Wednesday, February 15, 2023

Despite hot air about balloons Canada should withdraw from NORAD

 

Canada NORAD military alliance balloons waste obsolescence boondoggle cold war anachronism

A Chinese balloon has been a wonderful gift for an alliance that embeds Canada deeply into the US Empire.

On the opinion page of Monday’s Globe and Mail, Royal Military College of Canada professor Christian Leuprecht argued that the recent shootdown of four different ‘objects’ over North American airspace should lead to “redoubling our commitment to NORAD”. Erasing decades of Cold War propaganda, the Director of University of Manitoba’s Centre for Defence and Security Studies, Andrea Charron, took to the pages of the National Post to write that the North American Aerospace Defense Command is “now needed more than ever”. For its part, the Canadian Press published “Airborne incursions offers clear evidence that NORAD needs upgrade: the US expert”.

DO THIS
From the NORAD opinion piece, extract the passage starting at "Canada NORAD military" up to and including "the US Empire.", word for word. The rows aren't needed here.

DATA LINES
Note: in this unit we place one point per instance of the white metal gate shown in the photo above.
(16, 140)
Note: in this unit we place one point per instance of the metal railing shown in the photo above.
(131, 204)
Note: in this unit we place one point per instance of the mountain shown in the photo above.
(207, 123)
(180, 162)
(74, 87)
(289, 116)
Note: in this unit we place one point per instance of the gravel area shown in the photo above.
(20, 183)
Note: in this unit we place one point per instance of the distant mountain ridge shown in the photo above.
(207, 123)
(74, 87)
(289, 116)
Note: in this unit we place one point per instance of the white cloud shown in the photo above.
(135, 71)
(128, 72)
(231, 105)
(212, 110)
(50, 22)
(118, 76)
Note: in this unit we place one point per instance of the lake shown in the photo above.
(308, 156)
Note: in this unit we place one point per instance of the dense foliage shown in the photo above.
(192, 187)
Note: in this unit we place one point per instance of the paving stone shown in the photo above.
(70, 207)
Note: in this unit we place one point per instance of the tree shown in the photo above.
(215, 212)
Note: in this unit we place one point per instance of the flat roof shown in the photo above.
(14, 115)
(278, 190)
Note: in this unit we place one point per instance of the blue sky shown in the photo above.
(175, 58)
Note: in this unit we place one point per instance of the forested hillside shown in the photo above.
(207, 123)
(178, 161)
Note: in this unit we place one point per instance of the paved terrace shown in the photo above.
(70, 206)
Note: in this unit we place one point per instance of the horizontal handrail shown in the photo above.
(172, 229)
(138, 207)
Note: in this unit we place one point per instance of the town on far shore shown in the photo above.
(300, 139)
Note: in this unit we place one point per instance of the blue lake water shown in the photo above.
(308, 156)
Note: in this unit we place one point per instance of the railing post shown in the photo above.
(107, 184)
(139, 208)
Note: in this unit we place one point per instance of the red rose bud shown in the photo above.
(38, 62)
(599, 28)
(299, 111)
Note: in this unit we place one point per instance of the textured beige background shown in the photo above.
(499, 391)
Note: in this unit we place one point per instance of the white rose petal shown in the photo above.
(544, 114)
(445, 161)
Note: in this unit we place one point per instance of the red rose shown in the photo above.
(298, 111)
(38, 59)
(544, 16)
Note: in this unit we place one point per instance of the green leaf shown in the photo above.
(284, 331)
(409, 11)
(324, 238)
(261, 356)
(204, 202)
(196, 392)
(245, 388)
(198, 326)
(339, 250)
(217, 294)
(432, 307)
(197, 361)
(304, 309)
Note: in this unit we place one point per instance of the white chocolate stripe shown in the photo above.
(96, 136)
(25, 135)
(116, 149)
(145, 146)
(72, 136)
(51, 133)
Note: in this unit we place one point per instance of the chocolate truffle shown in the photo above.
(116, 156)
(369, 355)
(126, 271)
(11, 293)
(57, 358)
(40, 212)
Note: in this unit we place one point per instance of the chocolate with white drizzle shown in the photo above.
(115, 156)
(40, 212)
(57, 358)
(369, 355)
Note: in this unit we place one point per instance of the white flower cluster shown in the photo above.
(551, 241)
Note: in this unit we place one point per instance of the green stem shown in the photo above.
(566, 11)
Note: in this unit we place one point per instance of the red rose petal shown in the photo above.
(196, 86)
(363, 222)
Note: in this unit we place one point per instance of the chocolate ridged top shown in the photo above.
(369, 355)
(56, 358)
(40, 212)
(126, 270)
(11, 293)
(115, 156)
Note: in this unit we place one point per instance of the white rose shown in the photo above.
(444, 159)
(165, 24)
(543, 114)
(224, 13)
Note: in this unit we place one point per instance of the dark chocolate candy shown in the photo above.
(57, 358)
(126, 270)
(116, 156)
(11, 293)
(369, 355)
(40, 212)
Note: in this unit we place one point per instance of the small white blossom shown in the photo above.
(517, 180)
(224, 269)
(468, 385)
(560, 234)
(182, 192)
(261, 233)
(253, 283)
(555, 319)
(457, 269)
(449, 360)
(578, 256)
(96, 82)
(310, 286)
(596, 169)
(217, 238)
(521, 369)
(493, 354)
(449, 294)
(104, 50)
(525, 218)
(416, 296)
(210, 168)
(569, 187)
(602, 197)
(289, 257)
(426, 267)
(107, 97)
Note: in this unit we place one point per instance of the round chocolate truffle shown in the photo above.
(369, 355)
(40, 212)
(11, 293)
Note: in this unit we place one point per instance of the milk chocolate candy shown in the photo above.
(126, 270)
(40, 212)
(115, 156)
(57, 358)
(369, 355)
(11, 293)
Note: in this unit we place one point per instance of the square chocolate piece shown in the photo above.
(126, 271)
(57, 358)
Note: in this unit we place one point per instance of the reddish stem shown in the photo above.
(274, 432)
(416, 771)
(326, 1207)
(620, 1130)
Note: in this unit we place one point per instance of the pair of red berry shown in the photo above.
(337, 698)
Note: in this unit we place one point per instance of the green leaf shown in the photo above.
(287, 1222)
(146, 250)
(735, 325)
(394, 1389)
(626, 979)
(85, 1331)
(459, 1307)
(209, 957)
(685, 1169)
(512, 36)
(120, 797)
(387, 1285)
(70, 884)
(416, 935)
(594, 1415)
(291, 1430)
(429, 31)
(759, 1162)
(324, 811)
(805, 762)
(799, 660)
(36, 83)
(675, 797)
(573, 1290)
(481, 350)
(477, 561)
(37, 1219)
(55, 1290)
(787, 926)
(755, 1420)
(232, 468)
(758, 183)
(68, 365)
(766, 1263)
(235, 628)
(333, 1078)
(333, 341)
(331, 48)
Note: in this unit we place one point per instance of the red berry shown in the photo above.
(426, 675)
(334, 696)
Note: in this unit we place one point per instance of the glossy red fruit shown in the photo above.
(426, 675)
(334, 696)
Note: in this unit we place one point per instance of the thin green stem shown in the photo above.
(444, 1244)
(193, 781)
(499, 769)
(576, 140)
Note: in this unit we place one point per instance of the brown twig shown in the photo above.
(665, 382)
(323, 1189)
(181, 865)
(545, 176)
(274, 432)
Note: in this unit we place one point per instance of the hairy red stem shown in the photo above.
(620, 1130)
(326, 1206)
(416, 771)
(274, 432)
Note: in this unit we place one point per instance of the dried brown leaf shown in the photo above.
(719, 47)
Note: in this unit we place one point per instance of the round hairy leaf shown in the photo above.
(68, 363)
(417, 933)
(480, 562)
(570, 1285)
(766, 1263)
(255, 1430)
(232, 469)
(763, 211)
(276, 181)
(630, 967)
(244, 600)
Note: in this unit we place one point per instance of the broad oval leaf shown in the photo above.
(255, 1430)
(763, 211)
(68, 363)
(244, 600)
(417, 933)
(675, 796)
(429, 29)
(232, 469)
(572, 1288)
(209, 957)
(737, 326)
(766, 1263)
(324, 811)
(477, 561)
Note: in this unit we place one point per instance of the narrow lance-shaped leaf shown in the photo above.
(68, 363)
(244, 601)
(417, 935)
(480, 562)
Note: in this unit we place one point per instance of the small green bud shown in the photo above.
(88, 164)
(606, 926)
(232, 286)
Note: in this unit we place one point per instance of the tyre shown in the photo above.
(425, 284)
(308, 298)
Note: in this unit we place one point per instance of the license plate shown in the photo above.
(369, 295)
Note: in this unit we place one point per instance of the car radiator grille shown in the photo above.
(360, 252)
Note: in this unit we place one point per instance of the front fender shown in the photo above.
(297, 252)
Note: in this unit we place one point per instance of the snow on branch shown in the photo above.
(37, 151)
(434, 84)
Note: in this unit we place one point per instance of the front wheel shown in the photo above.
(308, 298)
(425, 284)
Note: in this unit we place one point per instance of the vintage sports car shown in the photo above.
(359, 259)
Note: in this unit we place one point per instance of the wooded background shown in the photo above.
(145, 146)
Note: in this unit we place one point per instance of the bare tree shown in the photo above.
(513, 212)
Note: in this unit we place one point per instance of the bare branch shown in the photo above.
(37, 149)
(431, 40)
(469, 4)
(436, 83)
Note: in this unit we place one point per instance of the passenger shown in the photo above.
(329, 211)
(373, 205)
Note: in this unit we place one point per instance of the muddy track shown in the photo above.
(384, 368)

ANSWER IN FULL
Canada NORAD military alliance balloons waste obsolescence boondoggle cold war anachronism

A Chinese balloon has been a wonderful gift for an alliance that embeds Canada deeply into the US Empire.